Document passage start
Queenfish and trevally species will start to appear in the estuaries and inlet as the water clears, so focus your effort for them on the big incoming tides before the new and full moons, if the water has cleared by then.

Pelagics generally like a high salt content in the estuaries before they push into the systems. Mangrove jack will be in the heavy country and blue and king salmon will also be on the chew, with the flats around the inlet and river mouths the best bet for them.

The red devils will be up the creeks, around any patch of heavy cover. Luring the turn of the low tide, which coincides with dawn and dusk can produce some awesome jack action, with the odd barra crashing in on the party.

Salmon will be around the flats, estuaries and creek mouths in the dirtier water and especially where there is concentrations of prawns or baitfish. As the water cools, bream will become more active, especially around the man-made structures and rock walls, making it easier for land-based anglers to get in on the action.


Keep an eye out along the beaches and estuary/inlet mouths for prawns, which can still run in April. Even a small number of prawns moving will attract predators, so any prawn activity is worth fishing around, if there isn’t enough for a feed. The last of the run-out tide around the mouths of small creeks and drains is a great place for prawns and their predators to gather.
Document passage end
Answer these questions from the fishing report:
1. When should anglers focus their effort on queenfish and trevally?
2. Where will the red devils be found?
3. Which fish become more active as the water cools?
The material placed after this fishing report is separate from it.
Data segment start
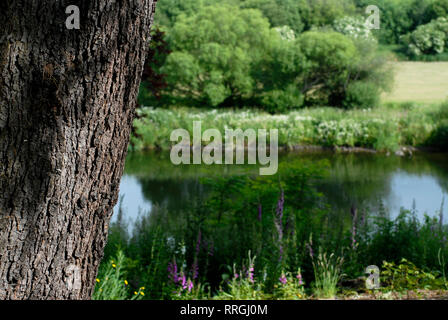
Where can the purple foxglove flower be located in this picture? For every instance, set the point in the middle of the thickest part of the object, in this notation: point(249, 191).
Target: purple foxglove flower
point(190, 285)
Data segment end
▶ _Response to this exercise_
1. On the big incoming tides before the new and full moons, if the water has cleared by then.
2. Up the creeks, around any patch of heavy cover.
3. Bream.